He has represented several high-profile clients, including a person accused in early 2000 of plotting to bomb Israeli diplomatic buildings in Canada. (The Royal Canadian Mounted Police later acknowledged that they may have arrested the wrong person, and the defendant was acquitted in November 2000.) Pentefountas also represented the man who ultimately pleaded guilty to murdering actress Denise Morelle.

Pentefountas first ran for the ADQ in a 2004 by-election in the west Montreal division of Nelligan, focusing his campaign on improving public transit. He finished fourth against Liberal Party candidate Yolande James.

He was elected as ADQ president in September 2007, replacing Gilles Taillon. In this capacity, he was commissioned with improving the party's fortunes in Montreal. He resigned the position in December 2008, after the party's disappointing performance in the 2008 election. Pentefountas himself was defeated in a Laval division.

Pentefountas is of Greek background and is fluent in English, French, and Greek.

Electoral record
| Election | Division | Party | Votes | % | Place | Winner |
|---|---|---|---|---|---|---|
| provincial by-election, September 20, 2004 | Nelligan | Action démocratique | 1,039 | 6.99 | 4/7 | Yolande James, Liberal |
| 2008 provincial | Fabre | Action démocratique | 4,024 | 11.93 | 3/5 | Michelle Courchesne, Liberal |

===Gatineau: Serge Charette===
Serge Charette has been a dairy farmer in the Gatineau area since 1989. He has diplomas in professional management (1981) and dairy farm management (1998) and has been active in the Union des producteurs agricoles (UPA) and the Fédération des producteurs de lait du Québec. He is a member of the Knights of Columbus.

____

PROBLEMS TO SOLVE:
1. Using the candidate profiles, answer:
(a) When was Pentefountas elected ADQ president?
(b) What did Pentefountas focus on in his 2004 campaign in Nelligan?
(c) Since what year has Serge Charette been a dairy farmer in the Gatineau area?
2. Turn the paragraph of the candidate profiles that opens "He was elected as ADQ president" into a bulleted list that keeps its main facts.
The lines that follow come from a separate source.

DATA:
____

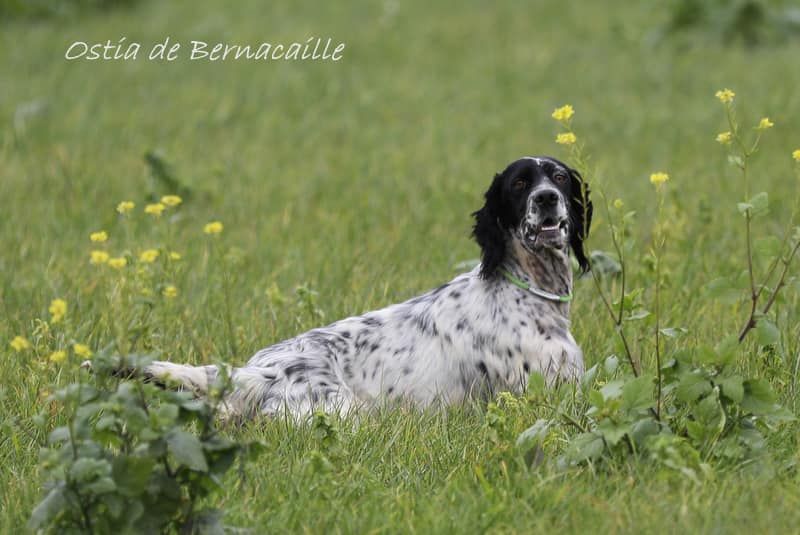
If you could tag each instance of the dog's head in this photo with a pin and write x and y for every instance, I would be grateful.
(539, 201)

____

EXERCISE RESPONSES:
1.
(a) September 2007
(b) Improving public transit
(c) 1989

2.
- Elected ADQ president in September 2007, replacing Gilles Taillon
- Tasked with improving the party's fortunes in Montreal
- Resigned in December 2008 after the party's disappointing 2008 election result
- Was himself defeated in a Laval division